* Extract to read:
===

TMS570LS3137: Is the watchdog supposed to work within the ESM interrupt context?

Hello Jim,

My desired behavior is that the CPU is reset should an ESM Group2 or Group3 event occur. In my current code, I have a simple while(1) in the ESMInterrupt handler, but the watchdog is not resetting the processor. I suspect that, because the ARM fundamentally only has 2 interrupts (IRQ and FIQ), that the watchdog cannot occur while in the ESM exception -- is that true?

This is not true. The DWD and DWWD are independent of the CPU and result in either a warm reset or an NMI dependent on configuration. It should not matter if the CPU is processing an interrupt or not since this is one of the scenarios in which the CPU could become "lost." 

Also worth noting is that the Group2 errors will result in an NMI and not an FIQ or IRQ as would be the case with Group 1 errors if so configured. Also worth noting, Group 3 errors will not result in an interrupt since, in most cases, the CPU will issue an abort in response to these critical fault types. See below from the datasheet.

1. Should the watchdog be capable of resetting the processor from any interrupt or exception context, and if so, is there a register configuration I misses to allow this?

Yes, the DWD or DWWD should trip the DWD regardless of whether the CPU is executing code as a result of an ISR, exception, or otherwise. If the DWD is triggering a reset outside of the ISR then there is no reason I can think of for it to not do the same within the context of the ISR. In either case, the CPU is simple fetching instructions and executing them. The ISR really only impacts program flow.

2. If the watchdog is not an option, is there a way to reset the processor from this context? I tried the CPURSTCR register, but it did not work. Also in this register description, it states "Only the CPU is reset whenever this bit is toggled. There is no system reset", which suggests there is NO way to reset the processor via software.

Please see the System Exception Control Register (SYSECR) register described in the TRM in section 2.5.1.47. This is the register used to trigger a reset using SW.

In regard to using the DWD for the purposes you are using it for, is your project a functional safety project? If so, you may want to consider the effect of a common cause failure in the clock subsystem. In that case, the DWD would potentially count at the same depreciated clock rate as the CPU but the system would execute much slower or faster than intended in the event the failure caused the clock to slow or accelerate. If the clock failed entirely (stopped), the on chip WD would also stop counting and never trigger a reset for this scenario as well. If you want to continue using the DWD in a safe manner, it would make sense to provide an external clock using one of the EXTCLKIN pins to drive the RTI. The maximum for this clock is 16.67MHz.

Jim,

I forgot to mention, if this is something you feel fairly confident about and you have a relatively simple CCS project you can send that demonstrates the issue, I can take a look at it on my bench if you can zip the project and post it on this thread.

I'll see if I can break on this failure and look at the watchdog registers. I should be able to see the count and status change.

===

* Material:
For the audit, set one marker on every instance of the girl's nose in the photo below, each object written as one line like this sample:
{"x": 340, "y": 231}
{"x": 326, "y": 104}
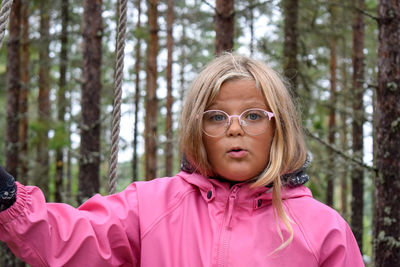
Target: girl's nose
{"x": 235, "y": 129}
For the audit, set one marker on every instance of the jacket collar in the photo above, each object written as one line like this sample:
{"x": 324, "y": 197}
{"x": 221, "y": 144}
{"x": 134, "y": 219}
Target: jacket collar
{"x": 218, "y": 190}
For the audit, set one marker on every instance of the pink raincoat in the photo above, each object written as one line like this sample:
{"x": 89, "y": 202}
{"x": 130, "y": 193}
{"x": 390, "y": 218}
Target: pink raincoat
{"x": 186, "y": 220}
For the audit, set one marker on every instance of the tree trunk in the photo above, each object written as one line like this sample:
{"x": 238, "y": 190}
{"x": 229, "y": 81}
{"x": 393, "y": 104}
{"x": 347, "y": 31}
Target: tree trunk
{"x": 61, "y": 101}
{"x": 332, "y": 109}
{"x": 251, "y": 3}
{"x": 135, "y": 164}
{"x": 12, "y": 122}
{"x": 357, "y": 173}
{"x": 224, "y": 25}
{"x": 23, "y": 104}
{"x": 290, "y": 65}
{"x": 89, "y": 161}
{"x": 169, "y": 154}
{"x": 344, "y": 131}
{"x": 387, "y": 207}
{"x": 151, "y": 97}
{"x": 41, "y": 178}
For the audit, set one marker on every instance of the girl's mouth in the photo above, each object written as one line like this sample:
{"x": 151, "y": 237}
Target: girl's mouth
{"x": 237, "y": 153}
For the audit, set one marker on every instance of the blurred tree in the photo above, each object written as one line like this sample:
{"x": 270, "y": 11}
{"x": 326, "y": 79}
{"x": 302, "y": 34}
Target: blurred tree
{"x": 387, "y": 207}
{"x": 357, "y": 172}
{"x": 62, "y": 102}
{"x": 169, "y": 153}
{"x": 138, "y": 60}
{"x": 151, "y": 96}
{"x": 224, "y": 25}
{"x": 290, "y": 65}
{"x": 89, "y": 160}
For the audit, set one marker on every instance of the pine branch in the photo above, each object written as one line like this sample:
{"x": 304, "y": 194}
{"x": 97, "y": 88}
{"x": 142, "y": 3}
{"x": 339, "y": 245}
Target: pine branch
{"x": 340, "y": 152}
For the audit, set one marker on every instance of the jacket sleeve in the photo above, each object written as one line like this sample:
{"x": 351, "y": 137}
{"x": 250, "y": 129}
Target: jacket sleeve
{"x": 339, "y": 247}
{"x": 104, "y": 231}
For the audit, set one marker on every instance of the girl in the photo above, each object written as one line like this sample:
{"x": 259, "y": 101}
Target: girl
{"x": 238, "y": 201}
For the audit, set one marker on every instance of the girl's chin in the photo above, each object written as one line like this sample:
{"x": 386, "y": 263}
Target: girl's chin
{"x": 237, "y": 177}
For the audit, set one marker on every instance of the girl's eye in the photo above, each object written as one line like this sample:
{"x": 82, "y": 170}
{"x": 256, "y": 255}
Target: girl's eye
{"x": 218, "y": 117}
{"x": 253, "y": 116}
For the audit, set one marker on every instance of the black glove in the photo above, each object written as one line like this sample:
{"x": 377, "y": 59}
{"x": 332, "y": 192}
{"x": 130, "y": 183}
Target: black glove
{"x": 8, "y": 190}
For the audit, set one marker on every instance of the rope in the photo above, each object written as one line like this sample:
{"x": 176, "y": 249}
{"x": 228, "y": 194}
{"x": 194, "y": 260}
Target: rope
{"x": 4, "y": 17}
{"x": 117, "y": 95}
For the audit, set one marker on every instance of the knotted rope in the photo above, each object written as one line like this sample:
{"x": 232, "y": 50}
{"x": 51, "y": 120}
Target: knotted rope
{"x": 4, "y": 17}
{"x": 117, "y": 95}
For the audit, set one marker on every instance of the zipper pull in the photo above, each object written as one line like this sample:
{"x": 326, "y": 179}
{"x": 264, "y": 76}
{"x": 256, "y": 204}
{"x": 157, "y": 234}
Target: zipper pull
{"x": 232, "y": 198}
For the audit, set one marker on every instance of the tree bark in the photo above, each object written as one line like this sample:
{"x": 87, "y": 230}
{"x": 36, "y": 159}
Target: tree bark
{"x": 169, "y": 154}
{"x": 224, "y": 25}
{"x": 41, "y": 178}
{"x": 135, "y": 163}
{"x": 151, "y": 97}
{"x": 290, "y": 64}
{"x": 387, "y": 206}
{"x": 332, "y": 109}
{"x": 344, "y": 131}
{"x": 61, "y": 100}
{"x": 89, "y": 161}
{"x": 13, "y": 77}
{"x": 23, "y": 104}
{"x": 357, "y": 173}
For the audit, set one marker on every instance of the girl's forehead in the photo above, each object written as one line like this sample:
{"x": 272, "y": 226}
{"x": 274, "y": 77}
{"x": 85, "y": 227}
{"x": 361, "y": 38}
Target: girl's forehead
{"x": 239, "y": 92}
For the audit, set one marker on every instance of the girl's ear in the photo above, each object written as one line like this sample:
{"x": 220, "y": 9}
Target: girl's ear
{"x": 186, "y": 166}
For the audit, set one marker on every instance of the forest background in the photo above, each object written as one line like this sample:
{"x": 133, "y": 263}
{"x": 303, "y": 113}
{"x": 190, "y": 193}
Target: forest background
{"x": 57, "y": 72}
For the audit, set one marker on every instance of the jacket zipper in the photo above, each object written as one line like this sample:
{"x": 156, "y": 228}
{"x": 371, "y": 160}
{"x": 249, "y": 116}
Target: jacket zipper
{"x": 226, "y": 229}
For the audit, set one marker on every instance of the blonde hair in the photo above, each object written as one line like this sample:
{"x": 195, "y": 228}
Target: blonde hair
{"x": 288, "y": 151}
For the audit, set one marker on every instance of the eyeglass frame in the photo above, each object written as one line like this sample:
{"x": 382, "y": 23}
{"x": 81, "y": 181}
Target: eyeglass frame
{"x": 270, "y": 116}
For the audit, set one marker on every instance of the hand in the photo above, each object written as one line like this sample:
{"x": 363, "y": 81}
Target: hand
{"x": 8, "y": 190}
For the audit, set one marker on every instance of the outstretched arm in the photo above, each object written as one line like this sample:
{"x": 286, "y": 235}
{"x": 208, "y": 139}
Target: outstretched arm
{"x": 104, "y": 231}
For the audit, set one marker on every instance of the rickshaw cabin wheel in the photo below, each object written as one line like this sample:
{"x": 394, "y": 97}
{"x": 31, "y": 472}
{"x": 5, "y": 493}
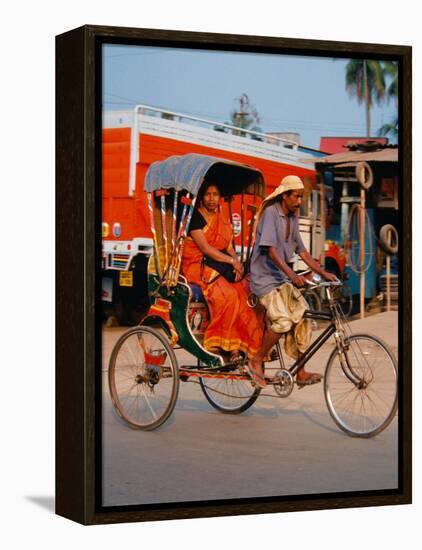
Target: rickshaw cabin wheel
{"x": 143, "y": 378}
{"x": 228, "y": 393}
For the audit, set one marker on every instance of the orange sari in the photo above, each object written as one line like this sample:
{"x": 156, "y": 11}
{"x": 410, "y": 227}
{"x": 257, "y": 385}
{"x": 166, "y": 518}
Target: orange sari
{"x": 233, "y": 324}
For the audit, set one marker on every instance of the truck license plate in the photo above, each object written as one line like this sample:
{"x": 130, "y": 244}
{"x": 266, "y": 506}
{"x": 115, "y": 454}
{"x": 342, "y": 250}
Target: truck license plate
{"x": 126, "y": 278}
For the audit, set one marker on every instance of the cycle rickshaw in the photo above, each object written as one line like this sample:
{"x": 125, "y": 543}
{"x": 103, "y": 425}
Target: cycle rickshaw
{"x": 360, "y": 379}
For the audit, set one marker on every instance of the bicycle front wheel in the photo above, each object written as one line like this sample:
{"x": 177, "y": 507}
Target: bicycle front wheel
{"x": 143, "y": 378}
{"x": 360, "y": 386}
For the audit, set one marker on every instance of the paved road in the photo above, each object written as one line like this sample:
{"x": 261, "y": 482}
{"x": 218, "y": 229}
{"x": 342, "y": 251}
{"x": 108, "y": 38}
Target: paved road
{"x": 278, "y": 447}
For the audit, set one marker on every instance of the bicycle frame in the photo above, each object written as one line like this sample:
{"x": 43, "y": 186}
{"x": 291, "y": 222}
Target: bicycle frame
{"x": 333, "y": 328}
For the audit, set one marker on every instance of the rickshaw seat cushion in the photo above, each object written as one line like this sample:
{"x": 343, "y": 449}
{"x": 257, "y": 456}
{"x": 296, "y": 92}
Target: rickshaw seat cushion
{"x": 197, "y": 295}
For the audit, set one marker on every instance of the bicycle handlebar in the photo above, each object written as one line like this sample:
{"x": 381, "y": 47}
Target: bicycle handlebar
{"x": 321, "y": 283}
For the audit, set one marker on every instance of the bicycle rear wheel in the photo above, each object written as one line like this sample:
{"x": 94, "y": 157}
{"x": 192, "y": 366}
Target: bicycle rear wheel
{"x": 366, "y": 407}
{"x": 143, "y": 378}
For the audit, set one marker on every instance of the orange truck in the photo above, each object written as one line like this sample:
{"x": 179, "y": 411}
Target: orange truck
{"x": 131, "y": 141}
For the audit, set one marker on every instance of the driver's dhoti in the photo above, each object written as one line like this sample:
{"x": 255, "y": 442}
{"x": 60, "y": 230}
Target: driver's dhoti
{"x": 285, "y": 307}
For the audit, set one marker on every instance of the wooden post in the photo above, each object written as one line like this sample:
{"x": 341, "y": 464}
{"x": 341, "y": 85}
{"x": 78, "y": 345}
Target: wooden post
{"x": 388, "y": 283}
{"x": 323, "y": 219}
{"x": 362, "y": 252}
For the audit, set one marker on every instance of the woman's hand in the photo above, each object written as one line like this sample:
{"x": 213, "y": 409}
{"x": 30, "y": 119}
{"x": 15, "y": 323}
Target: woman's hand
{"x": 238, "y": 267}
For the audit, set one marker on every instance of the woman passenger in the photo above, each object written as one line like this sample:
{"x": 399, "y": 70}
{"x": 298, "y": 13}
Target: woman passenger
{"x": 234, "y": 327}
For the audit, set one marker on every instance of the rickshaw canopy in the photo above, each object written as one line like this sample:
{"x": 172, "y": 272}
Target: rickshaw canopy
{"x": 188, "y": 172}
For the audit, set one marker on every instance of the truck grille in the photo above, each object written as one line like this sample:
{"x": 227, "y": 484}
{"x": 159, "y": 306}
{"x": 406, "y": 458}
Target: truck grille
{"x": 119, "y": 261}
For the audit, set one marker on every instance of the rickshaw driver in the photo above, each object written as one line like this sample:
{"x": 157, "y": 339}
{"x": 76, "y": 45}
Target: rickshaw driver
{"x": 275, "y": 283}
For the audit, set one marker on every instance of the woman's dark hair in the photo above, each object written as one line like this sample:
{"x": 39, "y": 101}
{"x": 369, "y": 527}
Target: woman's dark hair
{"x": 205, "y": 186}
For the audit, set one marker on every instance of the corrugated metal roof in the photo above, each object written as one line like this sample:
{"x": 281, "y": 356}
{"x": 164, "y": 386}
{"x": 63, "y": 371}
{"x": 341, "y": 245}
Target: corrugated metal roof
{"x": 383, "y": 155}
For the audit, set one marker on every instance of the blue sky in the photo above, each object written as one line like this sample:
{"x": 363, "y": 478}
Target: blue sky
{"x": 306, "y": 95}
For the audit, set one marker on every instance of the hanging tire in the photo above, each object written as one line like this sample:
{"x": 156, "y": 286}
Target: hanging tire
{"x": 389, "y": 239}
{"x": 364, "y": 174}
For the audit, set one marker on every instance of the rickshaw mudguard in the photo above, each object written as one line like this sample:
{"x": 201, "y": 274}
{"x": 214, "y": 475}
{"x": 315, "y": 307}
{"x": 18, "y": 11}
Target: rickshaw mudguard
{"x": 170, "y": 307}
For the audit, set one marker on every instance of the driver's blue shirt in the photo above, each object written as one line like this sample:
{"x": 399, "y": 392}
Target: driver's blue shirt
{"x": 272, "y": 231}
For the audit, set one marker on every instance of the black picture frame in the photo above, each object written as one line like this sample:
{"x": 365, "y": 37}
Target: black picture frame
{"x": 78, "y": 247}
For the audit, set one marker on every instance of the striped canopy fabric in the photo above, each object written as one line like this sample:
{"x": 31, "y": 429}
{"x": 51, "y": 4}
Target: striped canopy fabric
{"x": 187, "y": 173}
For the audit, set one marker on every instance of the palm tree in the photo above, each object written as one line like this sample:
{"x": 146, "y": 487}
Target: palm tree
{"x": 365, "y": 80}
{"x": 391, "y": 70}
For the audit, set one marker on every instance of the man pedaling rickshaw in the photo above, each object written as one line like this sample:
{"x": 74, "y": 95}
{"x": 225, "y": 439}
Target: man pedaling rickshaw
{"x": 275, "y": 283}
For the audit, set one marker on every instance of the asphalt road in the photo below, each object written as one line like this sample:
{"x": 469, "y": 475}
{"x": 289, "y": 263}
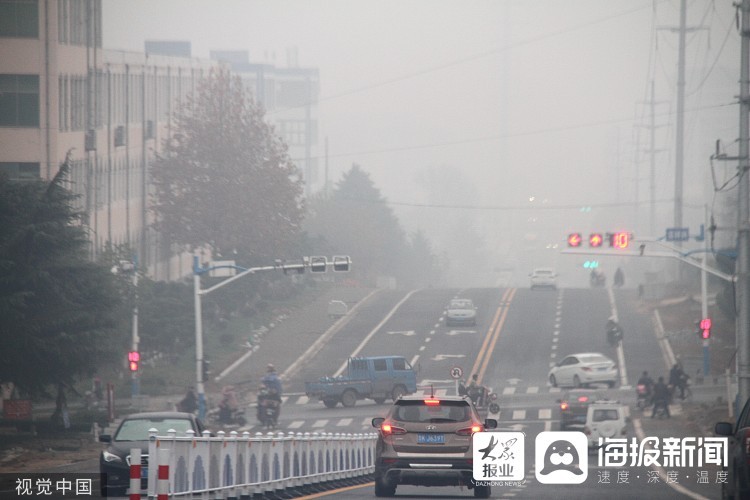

===

* Written instruction 1:
Answer these questions about the TMS570LS3137 watchdog thread:
(a) Which register does the reply name for triggering a reset by software?
(b) What do ESM Group 2 errors result in?
(c) What is the maximum rate given for an external clock on an EXTCLKIN pin?
* Written instruction 2: Write the next part of the TMS570LS3137 watchdog thread, starting after its final sentence.
The listing comes from a separate source.

* Task response 1:
(a) The System Exception Control Register (SYSECR), described in section 2.5.1.47 of the TRM.
(b) An NMI.
(c) 16.67MHz.

* Task response 2:
I have some additional information on this issue. I was reproducing this by forcing a lockstep, parity, or double-bit TCRAM error and watching the behavior, but my test code was invoked from within the context of an interrupt (specifically the N2HET-bound interrupt). From this interrupt context, forcing one of these group2 ESM errors causes the CPU to hang and no watchdog fires.

I was building a simple application to send to you to demonstrate this, and my simple app did the same thing, but from the background task (from main.c, not within an interrupt), and the watchdog properly resets the CPU for all of these test cases.

I am not sure if this is a problem anymore and I wanted your input. If you think the watchdog should fire always -- no matter what context the code is in, I should be able to send you an application that demonstrates this. If my original test code was invalid by forcing test-mode parity/lockstep errors from within an interrupt, please tell me so and I will happily change it.

Thanks,
Jim

Hi Jim
I am auditing a few older forum posts that were potentially not resolved. Since it has been a while since this post was open and eventually locked, I wanted to check if you were able to resolve the issue or need further guidance?

Regards
Mukul

Mukul,

Thanks for the followup; this issue was not resolved, but we have worked around it in our design. I found during my unit-testing, and it was confirmed when we subjected our boards to radiation testing, that the processor would sometimes halt -- and the watchdog would not reset the processor. I know that the watchdog is properly configured because we also had watchdog events. In our design we had to add an external hardware-watchdog to overcome this. Please let me know if I can provide any additional information. 

Jim

Hi Jim,

What is the configuration of the Digital Windowed Watchdog Reaction Control (RTIWWDRXNCTRL) register in your application? I think it is configured to not generate a reset and generate a non-maskable interrupt instead. You may be choosing to generate a reset from this NMI service routine.

Note that if the CPU is already in an FIQ mode due to some other ESM group2 error being intentionally caused, all new FIQs are automatically blocked since the architecture does not support nested interrupts. That is why the watchdog NMI is not serviced until the CPU first exits from the current FIQ.

Regards,
Sunil

Hi Jim
Ok thanks. Let me follow up with the team to see if they can provide any additional pointers on this.

Sunul,
The RTIWWDRXNCTRL register is set to a 5, which should cause a reset. I think the problem is explained by your second comment -- if the CPU is already in an FIQ context (caused by some ESM group2 event), AND if that event cannot be returned from (like a lockstep or double-bit memory error), then the original FIQ prevents the watchdog reset?
Jim

Jim,

A watchdog reset is not prevented by an FIQ. A watchdog reset causes a system reset, which in turn also disables the watchdog until it is enabled by the application again.

Are all reset sources enabled in your application? Your initial description of the CPU being halted indicates a failure in the clocking. This would cause a system reset upon detection of an oscillator fault, or a PLL slip. These two features can be disabled though, so it would help to check if they are enabled as system reset sources.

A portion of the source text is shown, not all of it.